==== Page extract ====

Even for those who might not fully buy that lofty assessment of the longtime senator from Massachusetts, who died late Tuesday evening, Kennedy was the most influential U.S. senator of his generation(s), and, more narrowly, had as much impact on American higher education policy, defined broadly, as any politician in recent history.

Some of Kennedy's influence surely stemmed from his longevity; he touched (and often shaped) virtually every important piece of higher education legislation for the last 40 years. But higher education policy experts interviewed Wednesday identified many other traits and circumstances that contributed to Kennedy's impact on higher education and other social issues: passion, vision, a willingness to embrace hard work, a bipartisan approach, and expertise developed over time, to name some.

====

▸ Exercise A
Copy out the passage on Kennedy's influence on higher education policy in full, word for word.

==== Dataset content ====

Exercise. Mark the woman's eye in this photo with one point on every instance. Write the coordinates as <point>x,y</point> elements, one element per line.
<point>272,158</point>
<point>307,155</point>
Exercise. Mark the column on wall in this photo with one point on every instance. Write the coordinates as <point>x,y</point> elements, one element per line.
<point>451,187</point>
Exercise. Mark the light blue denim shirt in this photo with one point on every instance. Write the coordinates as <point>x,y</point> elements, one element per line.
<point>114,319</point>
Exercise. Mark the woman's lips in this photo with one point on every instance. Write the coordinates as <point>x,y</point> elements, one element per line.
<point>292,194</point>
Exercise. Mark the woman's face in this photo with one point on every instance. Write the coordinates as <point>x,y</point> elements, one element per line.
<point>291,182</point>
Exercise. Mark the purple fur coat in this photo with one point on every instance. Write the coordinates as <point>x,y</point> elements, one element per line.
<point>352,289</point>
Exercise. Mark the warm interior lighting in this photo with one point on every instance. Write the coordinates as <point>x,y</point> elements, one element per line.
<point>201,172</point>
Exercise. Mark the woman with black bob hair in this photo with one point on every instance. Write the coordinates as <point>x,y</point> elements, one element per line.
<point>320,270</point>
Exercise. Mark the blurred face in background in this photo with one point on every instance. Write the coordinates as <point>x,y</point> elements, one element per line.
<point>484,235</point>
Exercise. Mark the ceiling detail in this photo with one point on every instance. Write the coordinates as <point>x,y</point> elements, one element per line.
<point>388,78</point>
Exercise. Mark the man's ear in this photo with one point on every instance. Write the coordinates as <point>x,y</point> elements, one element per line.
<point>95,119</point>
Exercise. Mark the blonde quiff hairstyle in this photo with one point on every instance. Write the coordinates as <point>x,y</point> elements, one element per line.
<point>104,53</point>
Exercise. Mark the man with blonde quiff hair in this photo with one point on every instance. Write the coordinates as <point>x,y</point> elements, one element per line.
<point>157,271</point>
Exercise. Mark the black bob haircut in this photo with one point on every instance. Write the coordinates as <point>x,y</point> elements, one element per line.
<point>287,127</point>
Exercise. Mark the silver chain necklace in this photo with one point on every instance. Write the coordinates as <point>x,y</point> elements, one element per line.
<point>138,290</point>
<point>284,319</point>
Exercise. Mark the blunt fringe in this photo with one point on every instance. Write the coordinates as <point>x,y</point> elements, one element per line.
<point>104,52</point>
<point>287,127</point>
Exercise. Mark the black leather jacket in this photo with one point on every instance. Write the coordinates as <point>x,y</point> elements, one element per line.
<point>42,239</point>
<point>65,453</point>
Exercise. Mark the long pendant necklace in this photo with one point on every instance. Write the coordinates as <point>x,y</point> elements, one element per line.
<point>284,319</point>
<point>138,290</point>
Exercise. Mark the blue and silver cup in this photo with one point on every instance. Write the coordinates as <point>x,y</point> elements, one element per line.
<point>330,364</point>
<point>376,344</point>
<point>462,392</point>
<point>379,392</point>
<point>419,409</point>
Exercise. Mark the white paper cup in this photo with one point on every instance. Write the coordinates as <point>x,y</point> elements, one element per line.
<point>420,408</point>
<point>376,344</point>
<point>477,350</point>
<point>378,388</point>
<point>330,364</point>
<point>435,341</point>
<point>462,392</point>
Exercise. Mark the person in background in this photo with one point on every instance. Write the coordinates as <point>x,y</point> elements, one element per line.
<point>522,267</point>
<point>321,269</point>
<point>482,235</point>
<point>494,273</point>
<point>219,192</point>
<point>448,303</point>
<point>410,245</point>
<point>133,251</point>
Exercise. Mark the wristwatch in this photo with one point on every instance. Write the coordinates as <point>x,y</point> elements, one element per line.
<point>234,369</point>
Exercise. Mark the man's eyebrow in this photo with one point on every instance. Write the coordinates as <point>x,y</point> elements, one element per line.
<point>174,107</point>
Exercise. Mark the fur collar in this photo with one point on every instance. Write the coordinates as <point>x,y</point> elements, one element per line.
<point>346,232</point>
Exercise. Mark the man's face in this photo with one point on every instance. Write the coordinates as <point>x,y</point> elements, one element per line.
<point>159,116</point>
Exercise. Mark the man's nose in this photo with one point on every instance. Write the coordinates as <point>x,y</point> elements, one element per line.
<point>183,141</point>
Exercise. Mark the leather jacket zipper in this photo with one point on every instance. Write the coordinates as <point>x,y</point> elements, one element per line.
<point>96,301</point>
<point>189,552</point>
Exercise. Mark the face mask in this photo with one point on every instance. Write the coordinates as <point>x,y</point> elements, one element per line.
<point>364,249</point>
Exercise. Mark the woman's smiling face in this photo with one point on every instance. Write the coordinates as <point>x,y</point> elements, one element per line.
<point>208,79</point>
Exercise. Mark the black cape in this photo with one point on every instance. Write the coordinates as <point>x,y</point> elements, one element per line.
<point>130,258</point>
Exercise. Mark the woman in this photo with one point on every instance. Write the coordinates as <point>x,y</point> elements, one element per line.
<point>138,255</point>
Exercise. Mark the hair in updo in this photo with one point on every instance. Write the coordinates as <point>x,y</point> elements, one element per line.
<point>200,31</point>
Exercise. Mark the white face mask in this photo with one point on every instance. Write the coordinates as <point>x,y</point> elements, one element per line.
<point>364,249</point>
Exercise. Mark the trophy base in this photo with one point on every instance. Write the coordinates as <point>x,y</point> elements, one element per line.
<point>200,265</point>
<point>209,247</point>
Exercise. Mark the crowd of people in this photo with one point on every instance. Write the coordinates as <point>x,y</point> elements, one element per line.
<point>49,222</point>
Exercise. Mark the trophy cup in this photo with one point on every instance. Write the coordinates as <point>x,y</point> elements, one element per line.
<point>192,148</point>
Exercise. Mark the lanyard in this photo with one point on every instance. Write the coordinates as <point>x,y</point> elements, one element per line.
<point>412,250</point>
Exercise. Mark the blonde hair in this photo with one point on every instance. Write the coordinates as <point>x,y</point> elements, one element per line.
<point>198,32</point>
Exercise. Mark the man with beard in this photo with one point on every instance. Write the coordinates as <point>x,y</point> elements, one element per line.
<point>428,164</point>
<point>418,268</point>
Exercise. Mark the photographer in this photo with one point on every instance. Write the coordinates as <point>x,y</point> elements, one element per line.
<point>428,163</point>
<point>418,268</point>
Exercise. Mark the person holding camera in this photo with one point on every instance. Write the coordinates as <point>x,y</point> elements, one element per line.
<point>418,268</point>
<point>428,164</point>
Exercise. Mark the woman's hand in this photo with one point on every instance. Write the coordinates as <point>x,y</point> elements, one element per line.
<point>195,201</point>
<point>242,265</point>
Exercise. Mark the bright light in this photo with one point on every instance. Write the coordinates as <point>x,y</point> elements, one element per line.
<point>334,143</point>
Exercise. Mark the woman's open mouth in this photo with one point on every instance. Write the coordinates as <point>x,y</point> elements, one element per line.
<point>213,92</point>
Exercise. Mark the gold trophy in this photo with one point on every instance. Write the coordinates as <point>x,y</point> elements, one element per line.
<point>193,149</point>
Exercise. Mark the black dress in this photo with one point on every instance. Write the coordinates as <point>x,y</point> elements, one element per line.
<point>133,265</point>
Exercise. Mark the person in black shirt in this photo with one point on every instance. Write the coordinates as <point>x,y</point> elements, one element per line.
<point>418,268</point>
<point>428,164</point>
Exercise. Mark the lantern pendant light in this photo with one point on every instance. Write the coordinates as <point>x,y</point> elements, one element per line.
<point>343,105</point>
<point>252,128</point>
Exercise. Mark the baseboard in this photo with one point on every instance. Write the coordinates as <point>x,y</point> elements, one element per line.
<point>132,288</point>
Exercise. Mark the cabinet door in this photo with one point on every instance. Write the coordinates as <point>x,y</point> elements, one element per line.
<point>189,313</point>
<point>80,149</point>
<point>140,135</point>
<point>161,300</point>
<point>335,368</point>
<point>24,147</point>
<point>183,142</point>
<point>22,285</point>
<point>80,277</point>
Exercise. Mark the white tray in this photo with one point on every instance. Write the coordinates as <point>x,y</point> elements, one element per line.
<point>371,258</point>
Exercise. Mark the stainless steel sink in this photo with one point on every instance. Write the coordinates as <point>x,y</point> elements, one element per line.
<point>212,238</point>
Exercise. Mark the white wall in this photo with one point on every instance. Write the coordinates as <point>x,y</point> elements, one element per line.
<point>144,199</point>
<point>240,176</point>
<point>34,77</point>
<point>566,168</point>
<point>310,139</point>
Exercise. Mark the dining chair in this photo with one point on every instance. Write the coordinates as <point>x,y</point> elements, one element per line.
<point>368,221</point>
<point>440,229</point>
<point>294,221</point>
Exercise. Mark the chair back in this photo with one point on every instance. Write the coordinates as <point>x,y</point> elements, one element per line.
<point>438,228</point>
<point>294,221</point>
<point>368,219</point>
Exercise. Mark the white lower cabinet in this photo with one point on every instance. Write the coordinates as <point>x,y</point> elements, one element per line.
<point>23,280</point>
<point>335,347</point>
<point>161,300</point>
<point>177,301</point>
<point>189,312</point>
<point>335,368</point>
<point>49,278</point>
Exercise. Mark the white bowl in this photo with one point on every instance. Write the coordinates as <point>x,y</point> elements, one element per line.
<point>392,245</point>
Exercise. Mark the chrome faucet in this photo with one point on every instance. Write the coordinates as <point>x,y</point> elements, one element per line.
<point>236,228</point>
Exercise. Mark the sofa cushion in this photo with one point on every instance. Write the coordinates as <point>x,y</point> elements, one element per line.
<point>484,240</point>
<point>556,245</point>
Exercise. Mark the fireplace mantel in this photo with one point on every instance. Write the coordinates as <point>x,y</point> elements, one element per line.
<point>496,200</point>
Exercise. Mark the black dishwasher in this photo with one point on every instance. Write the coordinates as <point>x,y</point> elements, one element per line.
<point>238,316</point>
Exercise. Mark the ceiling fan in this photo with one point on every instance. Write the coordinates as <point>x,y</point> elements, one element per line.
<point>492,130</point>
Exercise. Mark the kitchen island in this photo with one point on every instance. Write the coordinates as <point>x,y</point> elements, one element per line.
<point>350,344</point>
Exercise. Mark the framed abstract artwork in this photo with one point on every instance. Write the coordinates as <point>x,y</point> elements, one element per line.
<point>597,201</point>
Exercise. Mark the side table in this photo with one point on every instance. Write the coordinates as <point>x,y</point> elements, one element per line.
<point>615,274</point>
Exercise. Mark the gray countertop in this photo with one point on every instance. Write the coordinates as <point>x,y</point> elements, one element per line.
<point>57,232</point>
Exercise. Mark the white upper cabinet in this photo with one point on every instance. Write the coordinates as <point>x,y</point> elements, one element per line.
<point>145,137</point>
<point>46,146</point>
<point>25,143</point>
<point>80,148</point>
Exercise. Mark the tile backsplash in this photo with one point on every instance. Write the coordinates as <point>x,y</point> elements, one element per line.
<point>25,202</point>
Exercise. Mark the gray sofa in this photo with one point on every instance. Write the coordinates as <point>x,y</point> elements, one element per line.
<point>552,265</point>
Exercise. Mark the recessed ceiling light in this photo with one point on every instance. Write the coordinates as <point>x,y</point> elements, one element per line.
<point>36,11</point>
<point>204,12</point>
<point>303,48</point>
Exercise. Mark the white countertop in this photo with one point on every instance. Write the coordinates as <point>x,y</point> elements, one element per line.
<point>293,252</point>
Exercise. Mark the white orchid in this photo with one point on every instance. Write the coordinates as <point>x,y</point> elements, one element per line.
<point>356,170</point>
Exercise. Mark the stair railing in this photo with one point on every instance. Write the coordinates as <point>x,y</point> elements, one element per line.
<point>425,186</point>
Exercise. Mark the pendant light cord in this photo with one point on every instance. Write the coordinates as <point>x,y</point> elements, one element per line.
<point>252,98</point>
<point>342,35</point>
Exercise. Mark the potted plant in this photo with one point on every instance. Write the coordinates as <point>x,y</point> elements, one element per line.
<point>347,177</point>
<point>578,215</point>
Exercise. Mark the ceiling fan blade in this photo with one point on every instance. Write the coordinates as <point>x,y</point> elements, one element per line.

====

▸ Exercise B
Rewrite the stretch of the listing from its first line through the line containing "<point>352,289</point>" as a JSON list of strings, one string per line, with blank lines omitted.

▸ Expected answer A
Even for those who might not fully buy that lofty assessment of the longtime senator from Massachusetts, who died late Tuesday evening, Kennedy was the most influential U.S. senator of his generation(s), and, more narrowly, had as much impact on American higher education policy, defined broadly, as any politician in recent history.

Some of Kennedy's influence surely stemmed from his longevity; he touched (and often shaped) virtually every important piece of higher education legislation for the last 40 years. But higher education policy experts interviewed Wednesday identified many other traits and circumstances that contributed to Kennedy's impact on higher education and other social issues: passion, vision, a willingness to embrace hard work, a bipartisan approach, and expertise developed over time, to name some.

▸ Expected answer B
[
  "Exercise. Mark the woman's eye in this photo with one point on every instance. Write the coordinates as <point>x,y</point> elements, one element per line.",
  "<point>272,158</point>",
  "<point>307,155</point>",
  "Exercise. Mark the column on wall in this photo with one point on every instance. Write the coordinates as <point>x,y</point> elements, one element per line.",
  "<point>451,187</point>",
  "Exercise. Mark the light blue denim shirt in this photo with one point on every instance. Write the coordinates as <point>x,y</point> elements, one element per line.",
  "<point>114,319</point>",
  "Exercise. Mark the woman's lips in this photo with one point on every instance. Write the coordinates as <point>x,y</point> elements, one element per line.",
  "<point>292,194</point>",
  "Exercise. Mark the woman's face in this photo with one point on every instance. Write the coordinates as <point>x,y</point> elements, one element per line.",
  "<point>291,182</point>",
  "Exercise. Mark the purple fur coat in this photo with one point on every instance. Write the coordinates as <point>x,y</point> elements, one element per line.",
  "<point>352,289</point>"
]